AUFGABE A:
Beantworten Sie anhand des Quellenauszugs:
(i) Wie viele gesunde Kontrollpersonen dienten zum Vergleich?
(ii) Wie viel Prozent der kritisch kranken Patienten verstarben im Verlauf?
(iii) Mit welcher Substanz triggerten die Autoren die thrombozytäre ATP-Sekretion?
AUFGABE B: Zitieren Sie wörtlich den Abschnitt des Quellenauszugs, der bei „triggerten die Autoren“ beginnt und bei „fördert deren Aggregation.“ endet.

QUELLENAUSZUG:
▼

Garishah FM.
et al.
Hyperresponsive Platelets and a Reduced Platelet Granule Release Capacity Are Associated
with Severity and Mortality in COVID-19 Patients.
Thromb Haemost 2022;
DOI:
10.1055/s-0042-1757163
In die prospektive Studie aus Indonesien wurden zwischen März und Juni 2021 insgesamt
88 erwachsene Patientinnen und Patienten eingeschlossen, die sich aufgrund einer COVID-19-Erkrankung
in stationärer Behandlung befanden und von denen 41 kritisch krank waren. Letztere
wurden auf einer Intensivstation mechanisch beatmet bzw. erhielten Sauerstoff über
ein Highflow-System. Zum Vergleich dienten 30 gesunde Kontrollpersonen. Patienten
mit hämatologischen Erkrankungen oder Gerinnungsanomalien bzw. der Einnahme antithrombozytärer
Substanzen waren von der Studienteilnahme ausgeschlossen. Insgesamt 68% der kritisch
kranken Patienten verstarben im Verlauf.
Mithilfe des Protease-aktivierten Rezeptor-1 (PAR-1) -Agonisten TRAP-6 (Thrombinrezeptor-Aktivator-Peptid-6)
triggerten die Autoren die thrombozytäre ATP-Sekretion. ATP wird neben anderen Substanzen
aus den dichten Granula der Thrombozyten freigesetzt und fördert deren Aggregation.

▲

Lokalisierungsdaten mit einem Punkt pro Instanz:
▼

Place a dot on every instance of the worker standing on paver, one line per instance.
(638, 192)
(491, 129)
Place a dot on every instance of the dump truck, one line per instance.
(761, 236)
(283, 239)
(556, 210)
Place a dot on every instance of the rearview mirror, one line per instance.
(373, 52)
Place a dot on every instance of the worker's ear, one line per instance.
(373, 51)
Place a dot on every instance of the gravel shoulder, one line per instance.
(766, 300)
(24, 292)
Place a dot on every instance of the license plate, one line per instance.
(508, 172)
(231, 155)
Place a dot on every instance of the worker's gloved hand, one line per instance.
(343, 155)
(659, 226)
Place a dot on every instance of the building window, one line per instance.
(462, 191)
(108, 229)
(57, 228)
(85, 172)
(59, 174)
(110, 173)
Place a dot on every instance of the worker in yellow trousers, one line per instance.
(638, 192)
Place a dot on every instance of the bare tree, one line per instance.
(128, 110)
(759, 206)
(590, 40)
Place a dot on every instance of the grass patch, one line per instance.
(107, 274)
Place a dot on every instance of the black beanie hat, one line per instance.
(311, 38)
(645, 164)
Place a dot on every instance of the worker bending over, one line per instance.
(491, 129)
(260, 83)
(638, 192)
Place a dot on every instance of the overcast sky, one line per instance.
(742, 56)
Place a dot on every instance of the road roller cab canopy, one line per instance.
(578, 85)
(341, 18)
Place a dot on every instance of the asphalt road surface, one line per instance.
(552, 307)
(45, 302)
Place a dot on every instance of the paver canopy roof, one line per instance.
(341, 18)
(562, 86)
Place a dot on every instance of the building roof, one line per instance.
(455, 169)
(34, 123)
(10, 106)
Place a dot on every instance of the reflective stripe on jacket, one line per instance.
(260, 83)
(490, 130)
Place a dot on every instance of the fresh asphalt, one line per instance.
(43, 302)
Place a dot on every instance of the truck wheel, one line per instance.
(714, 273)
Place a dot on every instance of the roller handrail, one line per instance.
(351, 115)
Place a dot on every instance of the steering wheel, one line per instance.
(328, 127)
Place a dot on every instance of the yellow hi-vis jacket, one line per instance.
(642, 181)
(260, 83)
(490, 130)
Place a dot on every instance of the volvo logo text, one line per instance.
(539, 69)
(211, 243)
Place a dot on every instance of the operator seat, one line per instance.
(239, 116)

▲
▼

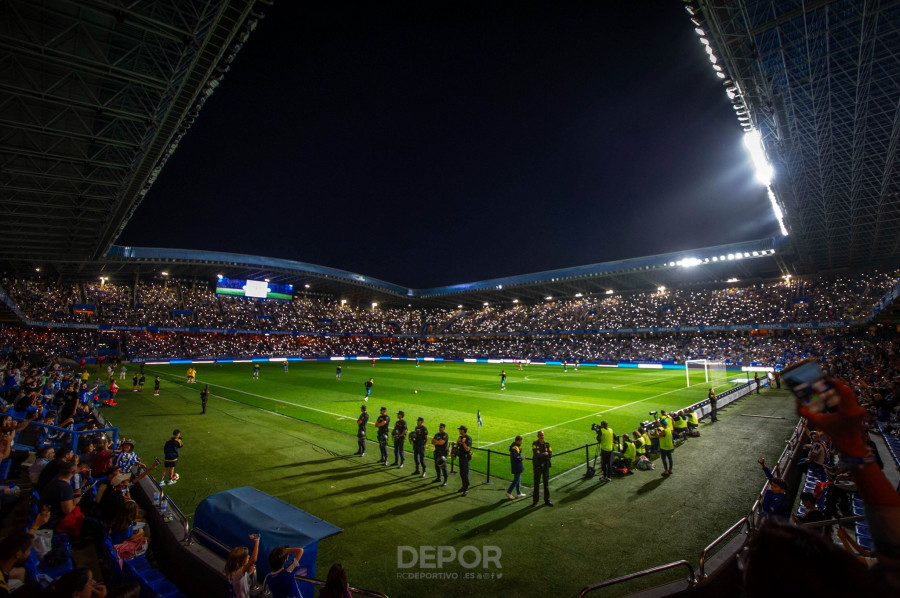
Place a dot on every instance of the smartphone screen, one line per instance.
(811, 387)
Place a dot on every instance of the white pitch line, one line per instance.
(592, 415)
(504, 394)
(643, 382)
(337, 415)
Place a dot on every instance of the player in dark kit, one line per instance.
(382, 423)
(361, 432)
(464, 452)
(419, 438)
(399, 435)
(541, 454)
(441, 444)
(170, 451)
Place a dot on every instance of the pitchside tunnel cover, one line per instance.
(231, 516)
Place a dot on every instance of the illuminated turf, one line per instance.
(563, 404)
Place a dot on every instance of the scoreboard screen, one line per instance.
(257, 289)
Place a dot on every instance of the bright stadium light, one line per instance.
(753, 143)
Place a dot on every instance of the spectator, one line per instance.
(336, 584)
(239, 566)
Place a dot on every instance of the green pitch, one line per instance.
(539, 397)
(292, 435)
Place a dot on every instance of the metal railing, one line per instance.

▲

ERGEBNIS A:
(i) 30
(ii) 68%
(iii) Mit dem PAR-1-Agonisten TRAP-6 (Thrombinrezeptor-Aktivator-Peptid-6)

ERGEBNIS B:
triggerten die Autoren die thrombozytäre ATP-Sekretion. ATP wird neben anderen Substanzen
aus den dichten Granula der Thrombozyten freigesetzt und fördert deren Aggregation.